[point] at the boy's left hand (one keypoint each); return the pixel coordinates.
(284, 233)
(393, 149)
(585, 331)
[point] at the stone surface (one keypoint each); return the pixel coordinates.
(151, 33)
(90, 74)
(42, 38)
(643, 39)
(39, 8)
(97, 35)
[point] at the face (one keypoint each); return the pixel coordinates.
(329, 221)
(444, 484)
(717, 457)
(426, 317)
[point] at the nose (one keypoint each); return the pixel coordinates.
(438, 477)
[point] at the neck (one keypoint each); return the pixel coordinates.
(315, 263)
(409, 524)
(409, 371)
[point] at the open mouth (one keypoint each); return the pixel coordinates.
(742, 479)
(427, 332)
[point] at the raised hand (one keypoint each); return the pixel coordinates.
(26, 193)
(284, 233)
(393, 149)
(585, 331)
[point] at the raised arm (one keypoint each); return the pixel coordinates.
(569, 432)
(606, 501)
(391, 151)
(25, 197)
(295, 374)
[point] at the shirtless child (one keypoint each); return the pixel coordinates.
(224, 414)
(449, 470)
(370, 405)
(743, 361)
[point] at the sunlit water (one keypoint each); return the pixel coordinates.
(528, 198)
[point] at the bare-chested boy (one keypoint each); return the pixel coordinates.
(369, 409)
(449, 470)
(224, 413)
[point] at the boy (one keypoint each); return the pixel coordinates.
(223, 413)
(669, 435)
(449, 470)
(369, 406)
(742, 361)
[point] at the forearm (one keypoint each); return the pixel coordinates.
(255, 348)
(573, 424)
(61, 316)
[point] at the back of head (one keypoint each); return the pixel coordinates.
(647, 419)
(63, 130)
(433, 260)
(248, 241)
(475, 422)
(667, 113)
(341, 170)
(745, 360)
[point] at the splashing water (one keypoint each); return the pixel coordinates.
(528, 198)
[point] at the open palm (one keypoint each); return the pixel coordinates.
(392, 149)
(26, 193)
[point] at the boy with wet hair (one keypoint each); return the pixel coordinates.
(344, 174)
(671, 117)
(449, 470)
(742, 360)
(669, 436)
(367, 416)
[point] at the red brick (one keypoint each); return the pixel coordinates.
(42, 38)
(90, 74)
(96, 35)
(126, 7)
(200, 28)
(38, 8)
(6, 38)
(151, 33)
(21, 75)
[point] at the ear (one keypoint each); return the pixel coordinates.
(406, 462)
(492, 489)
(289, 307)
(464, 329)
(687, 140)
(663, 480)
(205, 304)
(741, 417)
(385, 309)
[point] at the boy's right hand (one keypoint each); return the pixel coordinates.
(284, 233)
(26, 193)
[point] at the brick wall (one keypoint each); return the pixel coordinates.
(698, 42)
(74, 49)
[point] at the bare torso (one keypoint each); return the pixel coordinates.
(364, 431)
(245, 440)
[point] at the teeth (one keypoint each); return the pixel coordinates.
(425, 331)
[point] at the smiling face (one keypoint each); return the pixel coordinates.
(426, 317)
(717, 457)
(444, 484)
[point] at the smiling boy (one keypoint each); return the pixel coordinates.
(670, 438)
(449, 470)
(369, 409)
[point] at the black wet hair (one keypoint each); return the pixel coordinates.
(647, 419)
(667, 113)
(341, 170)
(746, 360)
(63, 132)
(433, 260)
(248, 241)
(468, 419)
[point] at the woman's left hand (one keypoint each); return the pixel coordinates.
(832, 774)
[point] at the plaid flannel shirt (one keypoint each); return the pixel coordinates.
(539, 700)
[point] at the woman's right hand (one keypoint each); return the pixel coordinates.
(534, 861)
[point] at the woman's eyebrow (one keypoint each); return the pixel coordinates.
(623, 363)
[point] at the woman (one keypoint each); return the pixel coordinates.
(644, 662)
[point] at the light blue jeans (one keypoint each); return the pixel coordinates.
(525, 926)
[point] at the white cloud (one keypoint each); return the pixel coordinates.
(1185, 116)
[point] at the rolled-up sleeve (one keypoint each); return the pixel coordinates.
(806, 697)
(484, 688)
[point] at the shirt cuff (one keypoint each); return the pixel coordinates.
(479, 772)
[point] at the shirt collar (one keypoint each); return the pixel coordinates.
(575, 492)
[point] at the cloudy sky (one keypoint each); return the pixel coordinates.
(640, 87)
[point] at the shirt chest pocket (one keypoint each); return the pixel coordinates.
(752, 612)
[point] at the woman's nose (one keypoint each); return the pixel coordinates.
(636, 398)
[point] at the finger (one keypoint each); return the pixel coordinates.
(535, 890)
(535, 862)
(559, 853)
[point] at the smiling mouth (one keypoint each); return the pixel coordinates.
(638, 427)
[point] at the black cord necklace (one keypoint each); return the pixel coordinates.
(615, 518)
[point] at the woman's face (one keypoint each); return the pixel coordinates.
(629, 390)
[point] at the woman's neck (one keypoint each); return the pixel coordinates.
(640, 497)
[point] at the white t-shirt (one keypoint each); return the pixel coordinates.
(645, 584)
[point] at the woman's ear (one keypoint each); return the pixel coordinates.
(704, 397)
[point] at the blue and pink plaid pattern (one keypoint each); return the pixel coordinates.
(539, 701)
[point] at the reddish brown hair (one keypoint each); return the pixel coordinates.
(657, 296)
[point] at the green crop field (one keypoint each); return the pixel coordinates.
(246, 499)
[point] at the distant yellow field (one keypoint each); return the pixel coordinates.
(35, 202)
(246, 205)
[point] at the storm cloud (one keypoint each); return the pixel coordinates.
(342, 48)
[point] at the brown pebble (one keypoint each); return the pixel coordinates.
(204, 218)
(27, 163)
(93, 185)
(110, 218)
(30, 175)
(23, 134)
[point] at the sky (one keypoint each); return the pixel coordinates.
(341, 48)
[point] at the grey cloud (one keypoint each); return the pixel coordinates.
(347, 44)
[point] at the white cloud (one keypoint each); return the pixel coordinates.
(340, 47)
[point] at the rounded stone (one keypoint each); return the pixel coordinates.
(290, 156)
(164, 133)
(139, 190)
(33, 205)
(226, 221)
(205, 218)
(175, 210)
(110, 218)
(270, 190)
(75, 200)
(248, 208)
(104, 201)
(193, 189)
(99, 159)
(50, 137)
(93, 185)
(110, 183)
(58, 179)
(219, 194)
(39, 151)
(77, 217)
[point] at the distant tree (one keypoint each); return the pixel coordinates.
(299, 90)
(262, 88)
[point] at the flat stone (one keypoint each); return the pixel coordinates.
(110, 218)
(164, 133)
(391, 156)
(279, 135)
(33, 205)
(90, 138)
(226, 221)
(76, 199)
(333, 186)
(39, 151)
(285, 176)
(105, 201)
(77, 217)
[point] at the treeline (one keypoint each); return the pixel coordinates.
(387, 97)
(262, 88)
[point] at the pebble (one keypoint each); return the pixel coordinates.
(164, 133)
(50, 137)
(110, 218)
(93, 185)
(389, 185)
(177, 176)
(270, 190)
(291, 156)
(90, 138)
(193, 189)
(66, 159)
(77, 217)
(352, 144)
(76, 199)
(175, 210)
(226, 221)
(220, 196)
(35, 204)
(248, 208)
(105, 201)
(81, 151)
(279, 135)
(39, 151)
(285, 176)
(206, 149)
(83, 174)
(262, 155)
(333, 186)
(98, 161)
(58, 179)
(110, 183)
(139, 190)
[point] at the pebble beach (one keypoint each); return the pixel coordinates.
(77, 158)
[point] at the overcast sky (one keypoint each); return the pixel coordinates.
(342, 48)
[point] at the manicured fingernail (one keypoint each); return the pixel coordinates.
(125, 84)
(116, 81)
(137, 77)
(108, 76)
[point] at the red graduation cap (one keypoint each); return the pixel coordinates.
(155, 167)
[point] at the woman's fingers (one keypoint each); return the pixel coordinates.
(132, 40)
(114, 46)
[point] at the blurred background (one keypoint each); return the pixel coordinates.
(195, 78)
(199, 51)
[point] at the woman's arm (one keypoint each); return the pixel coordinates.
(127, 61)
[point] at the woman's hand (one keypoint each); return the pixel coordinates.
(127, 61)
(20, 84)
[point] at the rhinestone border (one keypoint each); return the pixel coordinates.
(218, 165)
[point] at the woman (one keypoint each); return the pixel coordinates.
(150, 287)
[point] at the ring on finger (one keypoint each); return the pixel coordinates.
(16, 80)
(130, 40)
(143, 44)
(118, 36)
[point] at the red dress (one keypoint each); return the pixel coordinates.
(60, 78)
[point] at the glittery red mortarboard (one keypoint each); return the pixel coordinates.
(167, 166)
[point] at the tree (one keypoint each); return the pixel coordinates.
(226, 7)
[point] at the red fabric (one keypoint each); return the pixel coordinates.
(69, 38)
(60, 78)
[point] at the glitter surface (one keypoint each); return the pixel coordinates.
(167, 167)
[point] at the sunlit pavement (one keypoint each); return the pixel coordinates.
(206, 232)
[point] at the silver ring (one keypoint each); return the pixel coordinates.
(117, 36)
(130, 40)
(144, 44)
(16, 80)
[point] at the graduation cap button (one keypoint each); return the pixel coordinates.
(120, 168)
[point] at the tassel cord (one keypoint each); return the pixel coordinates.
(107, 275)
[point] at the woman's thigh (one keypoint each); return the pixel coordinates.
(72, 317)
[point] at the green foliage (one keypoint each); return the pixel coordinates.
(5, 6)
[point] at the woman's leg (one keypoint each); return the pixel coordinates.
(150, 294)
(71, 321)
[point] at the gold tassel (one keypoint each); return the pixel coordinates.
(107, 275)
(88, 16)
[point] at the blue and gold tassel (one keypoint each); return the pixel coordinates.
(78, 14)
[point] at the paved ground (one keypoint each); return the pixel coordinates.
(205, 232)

● DESCRIPTION OF THE TASK
Output exactly the lines between the one containing "[point] at the gold" and the final line above, both inclusive.

● OUTPUT OF THE TASK
[point] at the gold tassel (one keypoint each); return the pixel coordinates.
(107, 275)
(88, 16)
[point] at the blue and gold tassel (one keypoint each); return the pixel coordinates.
(78, 14)
[point] at the paved ground (one keypoint each); return the pixel coordinates.
(205, 232)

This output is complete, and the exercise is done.